● **Material for this task**:
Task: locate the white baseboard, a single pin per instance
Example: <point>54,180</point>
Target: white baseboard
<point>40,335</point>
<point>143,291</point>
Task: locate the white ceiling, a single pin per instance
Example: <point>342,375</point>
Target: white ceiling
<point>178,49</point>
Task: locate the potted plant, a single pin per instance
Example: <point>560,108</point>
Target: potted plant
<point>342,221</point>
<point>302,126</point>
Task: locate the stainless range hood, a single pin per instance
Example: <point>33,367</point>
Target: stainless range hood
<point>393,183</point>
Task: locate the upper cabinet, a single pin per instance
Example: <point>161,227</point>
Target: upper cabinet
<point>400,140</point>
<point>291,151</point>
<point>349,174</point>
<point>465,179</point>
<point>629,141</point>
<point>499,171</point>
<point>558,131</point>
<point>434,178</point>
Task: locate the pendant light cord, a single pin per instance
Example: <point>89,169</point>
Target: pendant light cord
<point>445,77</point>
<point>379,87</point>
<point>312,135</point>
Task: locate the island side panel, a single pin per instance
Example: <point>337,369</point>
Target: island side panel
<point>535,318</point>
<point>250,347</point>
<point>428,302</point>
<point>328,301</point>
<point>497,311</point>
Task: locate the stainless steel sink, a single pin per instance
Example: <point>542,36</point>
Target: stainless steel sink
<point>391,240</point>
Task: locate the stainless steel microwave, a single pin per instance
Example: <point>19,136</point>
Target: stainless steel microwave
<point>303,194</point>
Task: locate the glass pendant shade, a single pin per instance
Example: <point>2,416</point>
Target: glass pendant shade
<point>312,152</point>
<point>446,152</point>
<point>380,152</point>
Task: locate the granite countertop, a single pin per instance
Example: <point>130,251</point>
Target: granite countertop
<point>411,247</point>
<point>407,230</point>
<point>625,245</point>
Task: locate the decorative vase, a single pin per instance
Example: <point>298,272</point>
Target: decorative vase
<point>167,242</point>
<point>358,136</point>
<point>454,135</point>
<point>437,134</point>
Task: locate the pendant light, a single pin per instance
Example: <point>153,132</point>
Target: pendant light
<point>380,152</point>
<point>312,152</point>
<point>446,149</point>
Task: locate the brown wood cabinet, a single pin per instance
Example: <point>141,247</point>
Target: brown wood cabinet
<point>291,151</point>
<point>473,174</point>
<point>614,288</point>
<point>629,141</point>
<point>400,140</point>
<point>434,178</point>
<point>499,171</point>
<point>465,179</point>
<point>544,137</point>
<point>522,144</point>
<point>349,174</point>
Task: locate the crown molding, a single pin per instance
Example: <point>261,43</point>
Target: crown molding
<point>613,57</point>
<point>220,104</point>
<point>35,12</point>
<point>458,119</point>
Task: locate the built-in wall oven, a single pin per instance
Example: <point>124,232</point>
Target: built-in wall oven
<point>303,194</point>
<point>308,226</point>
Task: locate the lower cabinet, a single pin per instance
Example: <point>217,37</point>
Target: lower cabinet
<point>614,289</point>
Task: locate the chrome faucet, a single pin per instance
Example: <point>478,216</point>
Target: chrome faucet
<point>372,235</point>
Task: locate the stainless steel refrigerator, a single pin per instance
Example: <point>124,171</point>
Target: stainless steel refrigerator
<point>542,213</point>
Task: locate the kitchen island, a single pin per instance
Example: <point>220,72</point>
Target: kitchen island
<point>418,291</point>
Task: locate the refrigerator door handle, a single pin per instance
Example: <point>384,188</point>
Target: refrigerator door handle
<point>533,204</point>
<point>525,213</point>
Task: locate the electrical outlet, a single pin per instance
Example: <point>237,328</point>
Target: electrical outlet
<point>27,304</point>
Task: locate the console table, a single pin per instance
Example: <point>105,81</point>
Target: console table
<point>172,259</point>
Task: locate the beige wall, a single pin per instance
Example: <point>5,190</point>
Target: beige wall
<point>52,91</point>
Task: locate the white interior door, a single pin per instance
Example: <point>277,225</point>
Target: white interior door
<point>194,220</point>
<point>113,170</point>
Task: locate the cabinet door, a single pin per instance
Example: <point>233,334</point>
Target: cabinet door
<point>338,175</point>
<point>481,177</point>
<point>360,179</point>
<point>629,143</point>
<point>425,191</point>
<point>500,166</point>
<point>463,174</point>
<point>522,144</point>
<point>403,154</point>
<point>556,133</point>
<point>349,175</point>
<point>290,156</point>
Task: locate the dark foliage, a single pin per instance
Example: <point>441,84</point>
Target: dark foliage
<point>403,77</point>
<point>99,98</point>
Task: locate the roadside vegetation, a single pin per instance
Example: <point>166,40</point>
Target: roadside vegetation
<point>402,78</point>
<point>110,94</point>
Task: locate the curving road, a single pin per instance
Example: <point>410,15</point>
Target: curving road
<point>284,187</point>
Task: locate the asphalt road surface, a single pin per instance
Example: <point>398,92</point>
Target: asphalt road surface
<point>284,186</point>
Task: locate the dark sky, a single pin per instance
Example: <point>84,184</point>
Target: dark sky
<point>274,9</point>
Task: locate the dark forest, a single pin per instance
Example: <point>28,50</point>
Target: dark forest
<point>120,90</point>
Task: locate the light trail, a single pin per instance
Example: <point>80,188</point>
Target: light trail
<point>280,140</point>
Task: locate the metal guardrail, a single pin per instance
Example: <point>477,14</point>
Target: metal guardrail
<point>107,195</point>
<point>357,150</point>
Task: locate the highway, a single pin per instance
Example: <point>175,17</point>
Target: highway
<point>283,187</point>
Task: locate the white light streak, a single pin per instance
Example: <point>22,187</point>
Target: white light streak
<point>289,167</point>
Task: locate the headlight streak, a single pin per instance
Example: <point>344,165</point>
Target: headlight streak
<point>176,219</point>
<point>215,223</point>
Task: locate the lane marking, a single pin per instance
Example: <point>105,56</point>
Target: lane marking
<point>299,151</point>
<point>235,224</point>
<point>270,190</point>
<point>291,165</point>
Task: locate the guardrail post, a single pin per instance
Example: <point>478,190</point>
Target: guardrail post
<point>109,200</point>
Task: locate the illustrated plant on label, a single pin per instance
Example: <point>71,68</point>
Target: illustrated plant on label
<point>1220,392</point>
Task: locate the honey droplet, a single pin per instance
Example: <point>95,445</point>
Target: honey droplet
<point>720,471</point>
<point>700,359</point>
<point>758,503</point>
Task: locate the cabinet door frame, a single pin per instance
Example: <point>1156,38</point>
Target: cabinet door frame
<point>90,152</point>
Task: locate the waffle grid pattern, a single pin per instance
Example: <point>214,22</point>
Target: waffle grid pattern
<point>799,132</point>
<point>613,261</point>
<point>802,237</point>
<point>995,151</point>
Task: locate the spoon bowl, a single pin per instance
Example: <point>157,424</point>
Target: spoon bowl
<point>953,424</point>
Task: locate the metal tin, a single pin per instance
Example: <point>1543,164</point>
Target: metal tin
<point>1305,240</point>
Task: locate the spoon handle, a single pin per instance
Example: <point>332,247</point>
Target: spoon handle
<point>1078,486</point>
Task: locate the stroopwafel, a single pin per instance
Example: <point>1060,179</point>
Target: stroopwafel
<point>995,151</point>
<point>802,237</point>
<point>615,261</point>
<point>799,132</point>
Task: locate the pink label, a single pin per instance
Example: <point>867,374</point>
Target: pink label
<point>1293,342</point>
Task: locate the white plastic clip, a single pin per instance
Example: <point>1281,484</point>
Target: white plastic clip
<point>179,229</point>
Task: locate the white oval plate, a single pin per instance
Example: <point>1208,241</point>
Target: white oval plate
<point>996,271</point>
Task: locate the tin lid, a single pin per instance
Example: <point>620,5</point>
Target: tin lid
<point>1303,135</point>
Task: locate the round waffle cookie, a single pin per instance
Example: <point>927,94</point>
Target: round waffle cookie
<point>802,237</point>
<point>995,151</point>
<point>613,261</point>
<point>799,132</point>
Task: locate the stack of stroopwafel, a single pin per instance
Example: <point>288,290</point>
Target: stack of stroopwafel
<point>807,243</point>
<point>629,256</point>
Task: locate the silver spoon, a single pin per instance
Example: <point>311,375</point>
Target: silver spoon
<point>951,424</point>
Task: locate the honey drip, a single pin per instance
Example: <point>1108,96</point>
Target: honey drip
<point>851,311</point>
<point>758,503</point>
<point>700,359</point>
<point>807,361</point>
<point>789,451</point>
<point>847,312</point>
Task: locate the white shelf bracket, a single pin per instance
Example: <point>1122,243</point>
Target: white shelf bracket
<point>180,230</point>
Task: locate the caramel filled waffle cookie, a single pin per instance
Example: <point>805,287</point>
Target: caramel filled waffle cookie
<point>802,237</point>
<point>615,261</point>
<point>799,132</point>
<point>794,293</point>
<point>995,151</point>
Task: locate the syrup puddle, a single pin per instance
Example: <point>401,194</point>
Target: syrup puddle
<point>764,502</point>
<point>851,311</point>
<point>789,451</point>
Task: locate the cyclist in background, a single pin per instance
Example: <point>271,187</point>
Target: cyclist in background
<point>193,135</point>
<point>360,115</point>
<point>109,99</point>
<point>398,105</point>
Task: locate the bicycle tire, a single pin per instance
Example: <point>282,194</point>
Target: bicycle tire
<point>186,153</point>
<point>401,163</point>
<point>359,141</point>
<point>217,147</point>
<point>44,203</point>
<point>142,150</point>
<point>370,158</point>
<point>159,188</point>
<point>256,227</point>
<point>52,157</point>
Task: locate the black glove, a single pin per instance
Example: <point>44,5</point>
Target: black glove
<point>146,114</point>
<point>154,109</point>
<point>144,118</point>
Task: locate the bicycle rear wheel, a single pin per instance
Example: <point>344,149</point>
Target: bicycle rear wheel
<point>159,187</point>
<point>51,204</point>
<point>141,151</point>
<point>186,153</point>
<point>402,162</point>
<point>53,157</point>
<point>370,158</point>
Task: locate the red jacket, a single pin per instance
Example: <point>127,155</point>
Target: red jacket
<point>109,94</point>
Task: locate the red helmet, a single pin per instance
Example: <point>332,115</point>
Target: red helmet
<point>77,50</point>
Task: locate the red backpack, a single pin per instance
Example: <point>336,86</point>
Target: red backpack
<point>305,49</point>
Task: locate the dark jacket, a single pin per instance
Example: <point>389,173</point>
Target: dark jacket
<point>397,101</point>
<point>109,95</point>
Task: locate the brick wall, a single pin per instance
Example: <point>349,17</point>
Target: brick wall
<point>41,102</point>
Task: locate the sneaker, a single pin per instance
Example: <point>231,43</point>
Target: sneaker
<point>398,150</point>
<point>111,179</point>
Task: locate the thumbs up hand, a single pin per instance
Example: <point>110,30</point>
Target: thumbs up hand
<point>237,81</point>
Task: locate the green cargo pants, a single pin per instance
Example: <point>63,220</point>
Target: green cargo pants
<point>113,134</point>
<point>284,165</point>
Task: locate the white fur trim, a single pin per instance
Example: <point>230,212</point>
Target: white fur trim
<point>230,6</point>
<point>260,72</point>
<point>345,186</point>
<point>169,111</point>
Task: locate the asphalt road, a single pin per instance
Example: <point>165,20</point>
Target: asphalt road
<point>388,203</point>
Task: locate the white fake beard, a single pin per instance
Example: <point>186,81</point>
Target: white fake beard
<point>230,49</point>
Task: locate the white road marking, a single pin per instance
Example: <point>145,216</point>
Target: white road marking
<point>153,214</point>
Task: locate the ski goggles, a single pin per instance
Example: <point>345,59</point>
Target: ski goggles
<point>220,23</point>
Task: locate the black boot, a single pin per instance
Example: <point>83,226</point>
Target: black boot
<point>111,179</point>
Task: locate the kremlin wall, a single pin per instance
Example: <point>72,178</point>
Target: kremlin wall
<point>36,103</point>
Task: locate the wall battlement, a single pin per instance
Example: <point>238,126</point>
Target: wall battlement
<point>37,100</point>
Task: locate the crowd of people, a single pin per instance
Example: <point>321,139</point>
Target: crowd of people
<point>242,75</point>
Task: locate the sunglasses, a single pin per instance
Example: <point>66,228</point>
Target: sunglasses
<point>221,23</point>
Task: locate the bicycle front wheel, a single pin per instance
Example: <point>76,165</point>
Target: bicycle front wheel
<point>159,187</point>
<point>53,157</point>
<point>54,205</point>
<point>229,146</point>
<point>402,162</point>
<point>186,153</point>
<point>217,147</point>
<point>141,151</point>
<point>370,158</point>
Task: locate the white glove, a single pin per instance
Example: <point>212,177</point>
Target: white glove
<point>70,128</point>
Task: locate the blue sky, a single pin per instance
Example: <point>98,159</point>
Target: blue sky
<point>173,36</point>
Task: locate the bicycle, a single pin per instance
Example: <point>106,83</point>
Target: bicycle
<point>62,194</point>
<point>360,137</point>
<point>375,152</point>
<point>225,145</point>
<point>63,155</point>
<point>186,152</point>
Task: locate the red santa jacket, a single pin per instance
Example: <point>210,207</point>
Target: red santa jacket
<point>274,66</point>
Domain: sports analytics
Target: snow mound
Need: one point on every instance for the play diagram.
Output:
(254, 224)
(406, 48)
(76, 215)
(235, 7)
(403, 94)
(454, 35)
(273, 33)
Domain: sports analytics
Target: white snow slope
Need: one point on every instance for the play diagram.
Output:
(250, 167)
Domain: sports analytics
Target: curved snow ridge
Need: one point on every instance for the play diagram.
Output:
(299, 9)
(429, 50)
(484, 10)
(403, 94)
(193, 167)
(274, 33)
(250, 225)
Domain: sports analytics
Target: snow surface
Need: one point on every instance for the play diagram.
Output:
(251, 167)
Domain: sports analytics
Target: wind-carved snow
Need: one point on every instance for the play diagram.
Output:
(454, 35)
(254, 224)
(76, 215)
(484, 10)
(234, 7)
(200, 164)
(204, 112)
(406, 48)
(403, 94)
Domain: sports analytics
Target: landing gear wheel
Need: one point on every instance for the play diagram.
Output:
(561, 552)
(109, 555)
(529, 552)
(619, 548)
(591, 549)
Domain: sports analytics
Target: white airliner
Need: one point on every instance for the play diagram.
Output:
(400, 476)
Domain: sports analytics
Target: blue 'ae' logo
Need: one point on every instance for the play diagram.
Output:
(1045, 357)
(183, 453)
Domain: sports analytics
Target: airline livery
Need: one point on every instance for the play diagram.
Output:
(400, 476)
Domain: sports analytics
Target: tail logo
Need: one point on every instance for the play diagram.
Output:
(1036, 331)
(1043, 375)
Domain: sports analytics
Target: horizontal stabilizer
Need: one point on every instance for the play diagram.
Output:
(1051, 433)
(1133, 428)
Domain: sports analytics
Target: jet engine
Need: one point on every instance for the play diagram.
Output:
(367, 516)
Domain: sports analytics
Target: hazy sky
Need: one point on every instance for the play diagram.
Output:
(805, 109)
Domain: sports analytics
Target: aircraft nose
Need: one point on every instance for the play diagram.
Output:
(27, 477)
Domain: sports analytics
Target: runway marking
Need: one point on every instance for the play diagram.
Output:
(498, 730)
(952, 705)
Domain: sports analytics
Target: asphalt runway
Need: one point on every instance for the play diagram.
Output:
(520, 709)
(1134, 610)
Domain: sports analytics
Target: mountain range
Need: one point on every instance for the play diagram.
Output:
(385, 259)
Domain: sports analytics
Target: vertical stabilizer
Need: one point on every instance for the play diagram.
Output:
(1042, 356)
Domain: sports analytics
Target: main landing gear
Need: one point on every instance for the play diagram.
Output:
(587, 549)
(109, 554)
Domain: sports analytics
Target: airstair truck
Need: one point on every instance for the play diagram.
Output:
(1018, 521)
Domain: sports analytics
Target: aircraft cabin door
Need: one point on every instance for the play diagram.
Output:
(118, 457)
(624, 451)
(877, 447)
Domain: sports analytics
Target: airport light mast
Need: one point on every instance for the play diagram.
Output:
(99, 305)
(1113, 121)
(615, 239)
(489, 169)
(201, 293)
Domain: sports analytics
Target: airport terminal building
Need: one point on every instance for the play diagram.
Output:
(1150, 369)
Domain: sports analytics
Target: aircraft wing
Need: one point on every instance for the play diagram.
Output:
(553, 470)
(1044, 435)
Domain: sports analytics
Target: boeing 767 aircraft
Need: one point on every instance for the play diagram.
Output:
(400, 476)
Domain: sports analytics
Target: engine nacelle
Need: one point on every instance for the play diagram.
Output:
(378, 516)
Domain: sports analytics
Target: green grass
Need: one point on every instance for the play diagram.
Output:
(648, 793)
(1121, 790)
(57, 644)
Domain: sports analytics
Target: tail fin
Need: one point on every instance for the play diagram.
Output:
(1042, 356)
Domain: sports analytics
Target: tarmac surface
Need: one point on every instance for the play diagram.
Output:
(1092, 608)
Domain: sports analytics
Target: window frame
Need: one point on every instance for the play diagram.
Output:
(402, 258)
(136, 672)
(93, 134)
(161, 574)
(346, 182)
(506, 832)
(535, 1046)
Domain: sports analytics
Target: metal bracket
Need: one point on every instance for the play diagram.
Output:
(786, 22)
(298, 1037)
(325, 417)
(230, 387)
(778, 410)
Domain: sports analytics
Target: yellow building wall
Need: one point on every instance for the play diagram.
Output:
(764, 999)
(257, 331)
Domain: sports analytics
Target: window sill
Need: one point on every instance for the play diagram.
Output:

● **What you have to do**: Copy out the part of the items that runs from the very start through the line containing "<point>302,126</point>", including that line.

● **Task response**:
Task: locate the white baseboard, a single pin per instance
Example: <point>54,180</point>
Target: white baseboard
<point>40,335</point>
<point>143,291</point>
Task: locate the white ceiling, a single pin per instance
Example: <point>342,375</point>
Target: white ceiling
<point>178,49</point>
Task: locate the potted plant, a single pin per instance
Example: <point>560,108</point>
Target: potted plant
<point>342,221</point>
<point>302,126</point>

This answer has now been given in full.